(Passage):
-- Opening Marker --

Policy Update: What Happens When a Government Actually Tries to Govern AI (AISI Research Agenda)
The UK’s AI Security Institute (AISI) just released its research agenda, revealing how it plans to test, control, and align powerful AI systems before they become unmanageable.
The UK has just released one of the most detailed government research plans on AI security to date. The AI Security Institute’s research agenda offers a rare look into how experts are testing powerful models, probing for weaknesses, and building tools to keep AI systems honest and under control. It is serious, technical work, but the implications are disruptive. If you really want to understand what real AI safety looks like behind the scenes, this is where to start.
A Turning Point for AI Security
The AI Security Institute’s (AISI) research agenda, published in May 2025, sets out a focused and pragmatic effort by the UK government to understand and address the real-world risks posed by frontier AI systems.

-- Closing Marker --

(Exercise data):
-- Opening Marker --

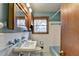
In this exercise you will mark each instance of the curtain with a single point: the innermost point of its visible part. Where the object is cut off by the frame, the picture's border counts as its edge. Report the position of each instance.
(27, 14)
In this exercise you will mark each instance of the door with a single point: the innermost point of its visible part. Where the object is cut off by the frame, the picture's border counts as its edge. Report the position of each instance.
(70, 29)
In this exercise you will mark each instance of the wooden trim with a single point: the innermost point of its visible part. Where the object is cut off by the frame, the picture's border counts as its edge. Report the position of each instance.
(41, 17)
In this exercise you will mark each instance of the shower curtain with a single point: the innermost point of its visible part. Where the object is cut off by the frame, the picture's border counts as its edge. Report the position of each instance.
(27, 14)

-- Closing Marker --

(Task list):
1. Reproduce the passage of the AISI research agenda page from "Policy Update: What" up to and including "they become unmanageable.".
2. Answer these questions from the AISI research agenda page:
(a) What is the full name of the institute abbreviated as AISI?
(b) In what month and year was its research agenda published?
(c) Which country's government is behind the agenda?

(Written responses):
1.
Policy Update: What Happens When a Government Actually Tries to Govern AI (AISI Research Agenda)
The UK’s AI Security Institute (AISI) just released its research agenda, revealing how it plans to test, control, and align powerful AI systems before they become unmanageable.

2.
(a) The AI Security Institute
(b) May 2025
(c) The UK